本文:
Japan Association for Medical Informatics

[4-I-2-06] 上級医療情報技師ワークショップ2019より報告 ~人材育成:医療情報技師を増やす~

橋本 智広1 (1. 大津赤十字病院)

病院を含む医療施設において、今日ICTの利活用が積極的に推進されている。特に電子カルテ等の情報システムを導入し、診療録の共有だけではなく、蓄積された診療録の利活用として、経営や臨床指標等の評価につなげる取り組みが実践されている。同時に、情報システムを適切に運用することを目的として、医療情報技師や上級医療情報技師といった専門性のある人材を確保するため採用活動等を行う医療施設も増加傾向にある。
昨今の情報システムは、シンプルかつ効率的な運用に配慮したシステムの実現が可能になっているが、システム構造の理解には未だ高度な技術的スキルが必要なことも多い。また、様々な利害関係者とのコミュニケーションが必要不可欠であることはいうまでもない。これに適応するためには、医療情報技師や上級医療情報技師に求められるスキルに合致する人材が必要であり、今後さらなる人材育成および確保に向けた取り組みが活性化すると考える。
上級医療情報技師は、医療情報技師となる人材を育成することが重要である。一方、医療情報技師の認定試験は、医療情報学会育成部会の統計情報によると、認定者数が横ばい傾向であるとされ、医療情報技師に対する認知度を向上するための取り組みも必要だと考える。この中で、上級医療情報技師がさらに医療情報技師を増やすためにできることを、ひとり一人が考える時期にあるのではないだろうか。
情報システムの運用管理は、医療現場における運用のみならずICTに関する技術的側面の理解も求められるため、その専門性から誰もが容易に担当者としての役割を担うことができるわけではない。医療情報技師を増やすためには、上級医療情報技師が限られた人材の中から、医療情報技師としての可能性を秘めた「人材=宝」を発掘する役割を担うことが近道になり得るだろう。その発掘した人材が各フィールドで活躍し、さらに将来上級医療情報技師へと成長されることを期待したい。

データ欄:
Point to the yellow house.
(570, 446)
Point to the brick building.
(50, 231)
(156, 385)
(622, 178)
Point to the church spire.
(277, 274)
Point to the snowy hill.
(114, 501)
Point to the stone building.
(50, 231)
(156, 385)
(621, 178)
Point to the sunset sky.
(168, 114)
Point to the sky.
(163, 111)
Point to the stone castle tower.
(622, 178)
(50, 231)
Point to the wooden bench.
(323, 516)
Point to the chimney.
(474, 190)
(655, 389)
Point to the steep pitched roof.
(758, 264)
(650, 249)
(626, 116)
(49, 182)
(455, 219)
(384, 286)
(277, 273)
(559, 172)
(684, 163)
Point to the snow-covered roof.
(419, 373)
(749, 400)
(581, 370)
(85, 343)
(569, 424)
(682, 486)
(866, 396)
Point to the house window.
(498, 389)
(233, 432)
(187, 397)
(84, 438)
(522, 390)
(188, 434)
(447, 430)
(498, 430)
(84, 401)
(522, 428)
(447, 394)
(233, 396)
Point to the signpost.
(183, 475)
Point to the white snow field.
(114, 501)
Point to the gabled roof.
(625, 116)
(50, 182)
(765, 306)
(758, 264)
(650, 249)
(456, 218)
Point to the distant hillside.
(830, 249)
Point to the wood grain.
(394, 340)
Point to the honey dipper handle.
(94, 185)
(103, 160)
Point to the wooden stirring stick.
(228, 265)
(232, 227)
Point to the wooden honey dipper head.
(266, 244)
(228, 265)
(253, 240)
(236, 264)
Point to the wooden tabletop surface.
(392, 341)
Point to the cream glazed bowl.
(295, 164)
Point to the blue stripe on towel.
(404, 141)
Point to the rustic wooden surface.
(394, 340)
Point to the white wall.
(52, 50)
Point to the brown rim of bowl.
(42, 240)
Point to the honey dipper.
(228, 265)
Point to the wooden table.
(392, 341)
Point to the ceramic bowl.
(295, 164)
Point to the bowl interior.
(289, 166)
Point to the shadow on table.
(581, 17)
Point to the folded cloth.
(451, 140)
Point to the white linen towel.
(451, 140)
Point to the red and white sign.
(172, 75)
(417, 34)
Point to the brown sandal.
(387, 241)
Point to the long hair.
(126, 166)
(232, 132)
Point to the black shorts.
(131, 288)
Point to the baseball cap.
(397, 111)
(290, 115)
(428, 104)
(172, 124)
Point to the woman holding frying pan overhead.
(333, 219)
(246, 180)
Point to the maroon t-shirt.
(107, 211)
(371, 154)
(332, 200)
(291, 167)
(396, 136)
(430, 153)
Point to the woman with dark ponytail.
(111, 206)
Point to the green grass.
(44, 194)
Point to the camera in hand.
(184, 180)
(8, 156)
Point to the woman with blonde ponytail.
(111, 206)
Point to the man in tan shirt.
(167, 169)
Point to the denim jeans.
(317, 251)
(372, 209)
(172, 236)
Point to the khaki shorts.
==
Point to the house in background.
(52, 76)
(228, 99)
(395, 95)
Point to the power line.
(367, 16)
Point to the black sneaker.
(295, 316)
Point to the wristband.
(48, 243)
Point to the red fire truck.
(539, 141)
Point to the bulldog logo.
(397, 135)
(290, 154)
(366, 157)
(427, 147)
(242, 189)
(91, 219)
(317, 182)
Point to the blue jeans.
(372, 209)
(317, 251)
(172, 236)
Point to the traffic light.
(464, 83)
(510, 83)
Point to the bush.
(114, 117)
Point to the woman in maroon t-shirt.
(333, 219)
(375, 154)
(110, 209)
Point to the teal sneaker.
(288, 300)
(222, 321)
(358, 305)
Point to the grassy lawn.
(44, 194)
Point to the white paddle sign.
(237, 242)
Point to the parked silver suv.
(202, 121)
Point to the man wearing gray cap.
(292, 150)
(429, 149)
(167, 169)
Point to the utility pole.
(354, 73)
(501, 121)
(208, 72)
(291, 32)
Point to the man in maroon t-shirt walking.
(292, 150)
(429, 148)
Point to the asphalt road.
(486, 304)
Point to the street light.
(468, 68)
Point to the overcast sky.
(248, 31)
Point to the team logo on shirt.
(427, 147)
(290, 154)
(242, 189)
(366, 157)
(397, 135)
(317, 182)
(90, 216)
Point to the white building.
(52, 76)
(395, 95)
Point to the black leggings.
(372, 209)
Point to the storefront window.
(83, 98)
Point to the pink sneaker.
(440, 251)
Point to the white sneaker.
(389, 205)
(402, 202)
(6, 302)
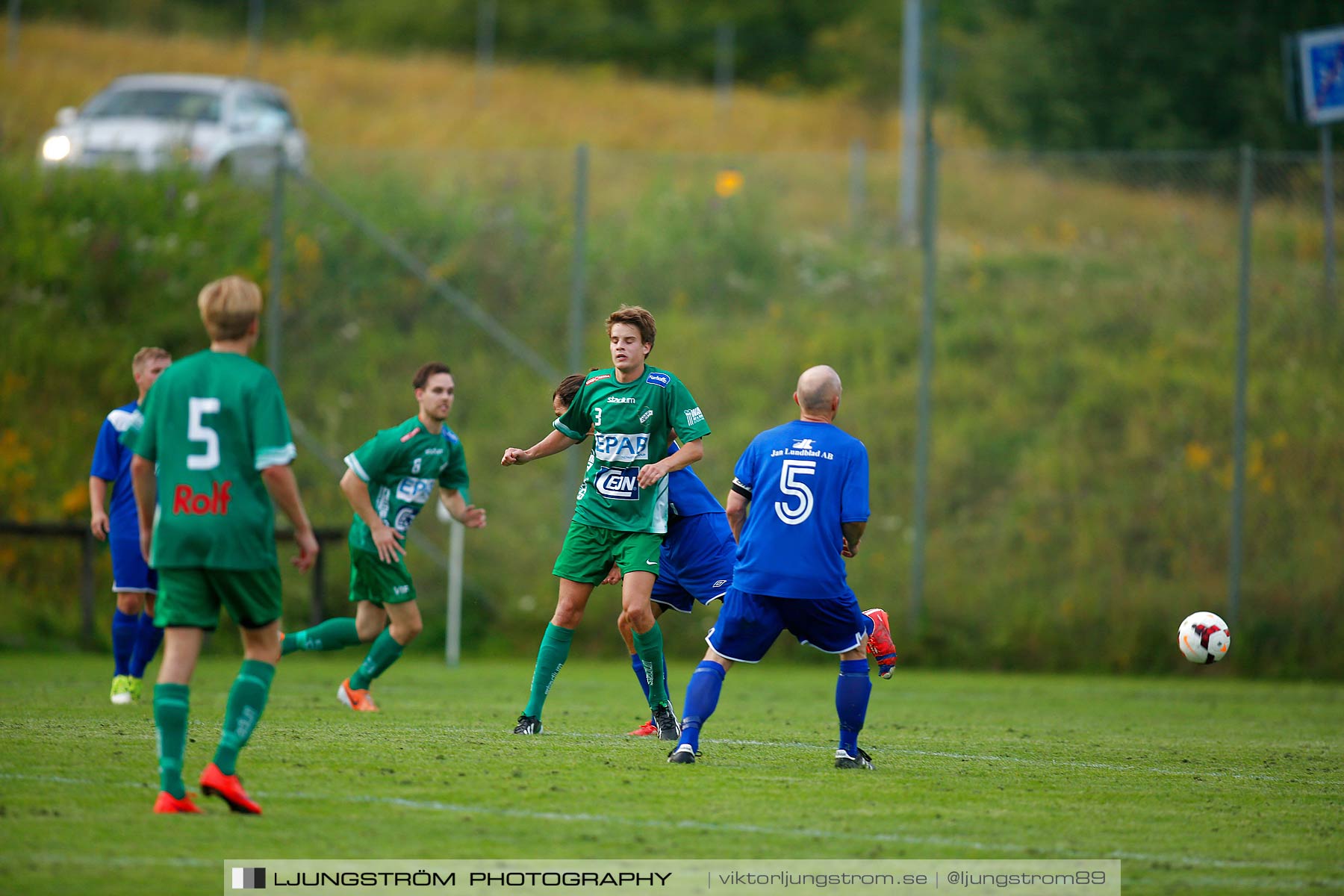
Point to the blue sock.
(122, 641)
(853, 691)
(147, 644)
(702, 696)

作業内容:
1. 本文に登場する組織・団体の名称をすべて挙げてください。
2. 次の(a)〜(c)が本文の内容と合っているかをそれぞれ「はい」か「いいえ」で答え、判断の根拠となる本文の語句を原文のまま引用してください。
(a) 医療情報技師の認定者数は増加傾向にある。
(b) 医療情報技師などの専門性のある人材を確保するため、採用活動等を行う医療施設は増加傾向にある。
(c) 情報システムの運用管理は、誰もが容易に担当者としての役割を担うことができる。
3. 本文の内容を3文で要約してください。
解答には本文の内容だけを用いてください。

各作業の解答:
1. Japan Association for Medical Informatics、大津赤十字病院、医療情報学会育成部会

2.
(a) いいえ。「認定者数が横ばい傾向であるとされ」
(b) はい。「採用活動等を行う医療施設も増加傾向にある」
(c) いいえ。「誰もが容易に担当者としての役割を担うことができるわけではない」

3. 医療施設では電子カルテ等の導入によってICTの利活用が進み、医療情報技師や上級医療情報技師を確保するための採用活動を行う施設も増えている。一方、医療情報技師の認定者数は横ばい傾向とされ、認知度を向上するための取り組みも必要だと述べている。医療情報技師を増やすには、上級医療情報技師が限られた人材の中から可能性を秘めた人材を発掘する役割を担うことが近道になり得るとしている。